Task prompt
A word-for-word transcription of the whole listing is required.

· · ·

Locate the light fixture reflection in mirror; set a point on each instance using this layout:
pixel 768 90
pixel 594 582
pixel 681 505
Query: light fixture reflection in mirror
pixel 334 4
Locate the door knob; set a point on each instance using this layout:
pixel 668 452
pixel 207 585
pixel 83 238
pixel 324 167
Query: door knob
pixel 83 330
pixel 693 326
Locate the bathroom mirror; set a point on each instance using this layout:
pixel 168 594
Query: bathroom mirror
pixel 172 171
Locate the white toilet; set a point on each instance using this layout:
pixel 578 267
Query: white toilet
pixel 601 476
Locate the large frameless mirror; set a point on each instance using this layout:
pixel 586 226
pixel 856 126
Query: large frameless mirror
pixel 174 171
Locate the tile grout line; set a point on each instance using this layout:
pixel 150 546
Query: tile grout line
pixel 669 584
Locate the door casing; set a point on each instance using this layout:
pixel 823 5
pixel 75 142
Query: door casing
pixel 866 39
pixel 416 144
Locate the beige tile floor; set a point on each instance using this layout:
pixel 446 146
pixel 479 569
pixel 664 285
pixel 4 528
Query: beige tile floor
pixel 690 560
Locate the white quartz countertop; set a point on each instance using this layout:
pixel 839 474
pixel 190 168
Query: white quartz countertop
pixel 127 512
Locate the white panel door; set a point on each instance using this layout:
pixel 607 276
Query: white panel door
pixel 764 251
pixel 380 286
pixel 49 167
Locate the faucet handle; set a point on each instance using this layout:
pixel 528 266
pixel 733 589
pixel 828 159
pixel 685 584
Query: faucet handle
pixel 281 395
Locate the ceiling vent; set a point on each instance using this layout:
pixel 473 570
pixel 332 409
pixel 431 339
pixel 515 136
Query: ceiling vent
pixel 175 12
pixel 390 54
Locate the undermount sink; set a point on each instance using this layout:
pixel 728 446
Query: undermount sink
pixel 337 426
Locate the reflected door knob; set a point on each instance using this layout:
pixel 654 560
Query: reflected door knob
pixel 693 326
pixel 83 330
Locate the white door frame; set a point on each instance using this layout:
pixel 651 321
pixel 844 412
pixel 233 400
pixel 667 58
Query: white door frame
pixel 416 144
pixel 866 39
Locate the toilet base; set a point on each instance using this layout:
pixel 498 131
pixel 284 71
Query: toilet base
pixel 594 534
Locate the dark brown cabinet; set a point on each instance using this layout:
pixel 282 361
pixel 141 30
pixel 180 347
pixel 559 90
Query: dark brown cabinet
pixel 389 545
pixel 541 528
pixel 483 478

· · ·

Task response
Locate the light fixture reflection in mirror; set a point on each instance using this layout:
pixel 768 90
pixel 594 582
pixel 681 505
Query: light fixture reflection in mirror
pixel 334 4
Locate the door knob; set a point on each instance using this layout:
pixel 668 452
pixel 207 585
pixel 83 238
pixel 324 167
Query: door knob
pixel 83 330
pixel 693 326
Locate the bathroom mirror; set a point on each instance using this layout:
pixel 168 594
Query: bathroom mirror
pixel 172 171
Locate the white toilet; set a point on each instance using this layout:
pixel 578 267
Query: white toilet
pixel 601 476
Locate the large frameless mirror; set a point on each instance using this layout:
pixel 586 226
pixel 856 126
Query: large frameless mirror
pixel 174 171
Locate the tile grout line; set a point on each instance using this layout:
pixel 150 546
Query: tile grout line
pixel 669 584
Locate the door casing; set a point on each instance using this layout:
pixel 823 5
pixel 75 142
Query: door casing
pixel 866 39
pixel 416 144
Locate the beige tile floor; set a point on each instance using this layout:
pixel 446 146
pixel 479 569
pixel 664 285
pixel 4 528
Query: beige tile floor
pixel 690 560
Locate the white quartz countertop; set a point on each instance using this layout:
pixel 839 474
pixel 190 168
Query: white quartz countertop
pixel 127 512
Locate the white panel door; set a point on each instance using this layout:
pixel 607 276
Query: white panel door
pixel 764 251
pixel 380 286
pixel 49 167
Locate the faucet handle; set a point on each instance using this layout:
pixel 528 266
pixel 733 589
pixel 828 159
pixel 685 584
Query: faucet handle
pixel 281 395
Locate the ceiling vent; set a point on each instance using this layout:
pixel 473 570
pixel 332 409
pixel 431 339
pixel 515 136
Query: ceiling vent
pixel 175 12
pixel 390 54
Locate the undermount sink; set a point on each instance using this layout:
pixel 728 446
Query: undermount sink
pixel 337 426
Locate the reflected door knob; set a point on each instance using this layout:
pixel 654 560
Query: reflected door knob
pixel 693 326
pixel 83 330
Locate the white door frame; set a point on each instance using this layout:
pixel 651 321
pixel 844 412
pixel 233 400
pixel 667 58
Query: white door frame
pixel 416 144
pixel 866 39
Locate the toilet base; set a point on each instance using this layout:
pixel 498 131
pixel 284 71
Query: toilet base
pixel 594 534
Locate the dark brown cabinet; set a point on each instance using this layout:
pixel 282 361
pixel 141 30
pixel 180 347
pixel 559 90
Query: dark brown cabinet
pixel 389 545
pixel 541 528
pixel 483 478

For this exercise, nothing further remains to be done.